[BEGIN]

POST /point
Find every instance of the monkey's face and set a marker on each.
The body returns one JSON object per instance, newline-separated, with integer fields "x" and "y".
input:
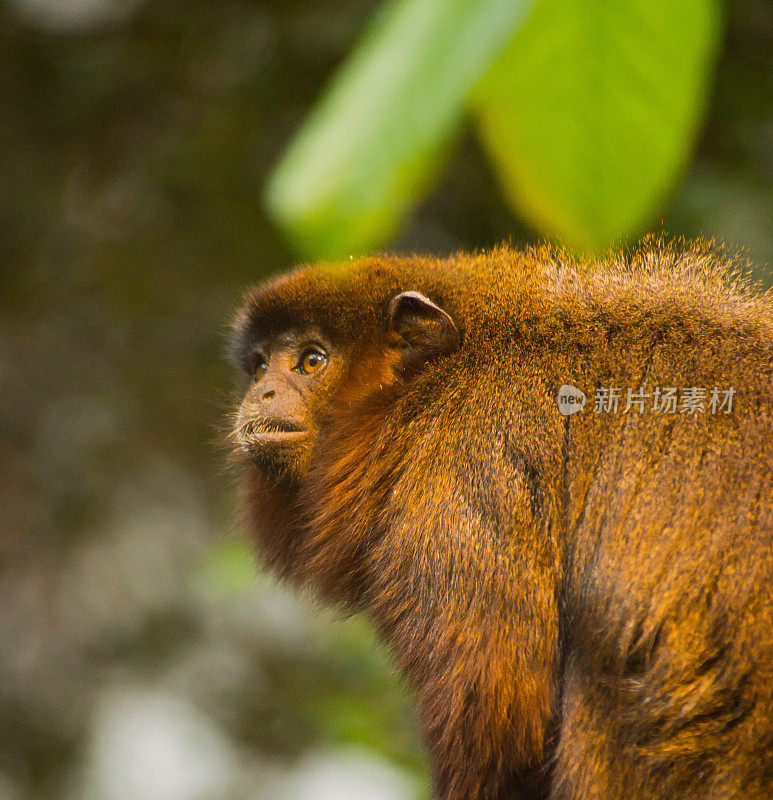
{"x": 293, "y": 377}
{"x": 302, "y": 375}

[END]

> **Task statement**: Reproduce every line of the records with each "instance" replaced by "occurrence" and all other text left as is. Omit the pictures from the output.

> **Full response**:
POST /point
Find every occurrence of the monkey's face and set a marker on each.
The body returns one JSON object per occurrence, newline-separated, with integer fields "x" and "y".
input:
{"x": 293, "y": 377}
{"x": 302, "y": 375}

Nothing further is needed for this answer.